#### ARBEITSAUFTRAG:
Beantworten Sie mithilfe des Lesetexts die folgenden Fragen:
1. Wie nannte man common sense früher?
2. In welchem Werk entwickelte Kant seinen Test für Gemeinsinn?
3. Wie lautet die dritte Maxime?

#### LESETEXT:
========================================

Fragte man Journalisten von den öffentlichen oder privaten Leitmedien, ob sie sich für aufgeklärt, tolerant und weltoffen halten und ob sie über common sense (was man früher Gemeinsinn oder sensus communis nannte) verfügen, würden sie dies sofort bejahen. Viele sehen in der Erfüllung genau dieser Eigenschaften sogar ihre Individuation, den Kern ihrer Identität. Wie sieht es damit wirklich aus?
Der mit Abstand wichtigste und tiefsinnigste Aufklärungsphilosoph, Immanuel Kant, hat vor 229 Jahren in einem seiner drei Hauptwerke, der Kritik der Urteilskraft, einen Test für Gemeinsinn entwickelt, der bis heute nichts von seiner Gültigkeit verloren hat. Er definiert Gemeinsinn anhand von drei Maximen:
1. Selbstdenken
2. An der Stelle jedes anderen denken
3. Jederzeit mit sich selbst einstimmig denken
Wer diese Maximen erfüllt, verfügt über common sense, ist aufgeklärt, tolerant und weltoffen. Was meint Kant genau? Gehen wir durch die drei Maximen und schauen einmal, wie die Journalisten im Kant-Test abschneiden.

========================================

#### DATENAUSZÜGE:
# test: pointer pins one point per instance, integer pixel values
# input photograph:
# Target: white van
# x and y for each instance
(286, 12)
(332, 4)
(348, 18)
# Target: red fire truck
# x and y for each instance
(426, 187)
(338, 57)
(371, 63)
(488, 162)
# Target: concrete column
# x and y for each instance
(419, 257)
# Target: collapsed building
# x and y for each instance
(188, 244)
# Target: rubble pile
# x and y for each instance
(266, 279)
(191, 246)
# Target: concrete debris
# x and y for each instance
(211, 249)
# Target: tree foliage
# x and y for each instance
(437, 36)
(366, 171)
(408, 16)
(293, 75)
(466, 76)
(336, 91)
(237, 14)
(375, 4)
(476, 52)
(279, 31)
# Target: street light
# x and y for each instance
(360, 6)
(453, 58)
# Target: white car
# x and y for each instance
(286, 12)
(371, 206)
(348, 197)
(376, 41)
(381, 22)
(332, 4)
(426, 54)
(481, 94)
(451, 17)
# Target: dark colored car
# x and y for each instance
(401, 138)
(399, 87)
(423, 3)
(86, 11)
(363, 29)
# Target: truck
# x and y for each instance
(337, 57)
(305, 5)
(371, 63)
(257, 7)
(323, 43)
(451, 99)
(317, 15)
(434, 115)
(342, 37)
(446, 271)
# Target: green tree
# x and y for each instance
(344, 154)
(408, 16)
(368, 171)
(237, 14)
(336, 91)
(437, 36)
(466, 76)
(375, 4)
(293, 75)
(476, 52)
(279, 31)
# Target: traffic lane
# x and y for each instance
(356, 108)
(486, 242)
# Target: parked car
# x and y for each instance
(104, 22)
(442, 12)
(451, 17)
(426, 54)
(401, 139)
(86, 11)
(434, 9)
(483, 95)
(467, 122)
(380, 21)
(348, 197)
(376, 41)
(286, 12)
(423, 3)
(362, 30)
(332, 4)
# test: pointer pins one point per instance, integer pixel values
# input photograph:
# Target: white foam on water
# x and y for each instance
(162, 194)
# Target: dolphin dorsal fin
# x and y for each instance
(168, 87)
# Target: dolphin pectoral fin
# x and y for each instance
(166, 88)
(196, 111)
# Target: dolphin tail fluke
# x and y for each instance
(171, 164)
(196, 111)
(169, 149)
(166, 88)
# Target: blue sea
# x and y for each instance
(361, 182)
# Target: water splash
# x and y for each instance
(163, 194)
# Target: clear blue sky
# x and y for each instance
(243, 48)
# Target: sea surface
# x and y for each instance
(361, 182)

========================================

#### LÖSUNG:
1. Gemeinsinn oder sensus communis
2. In der Kritik der Urteilskraft
3. Jederzeit mit sich selbst einstimmig denken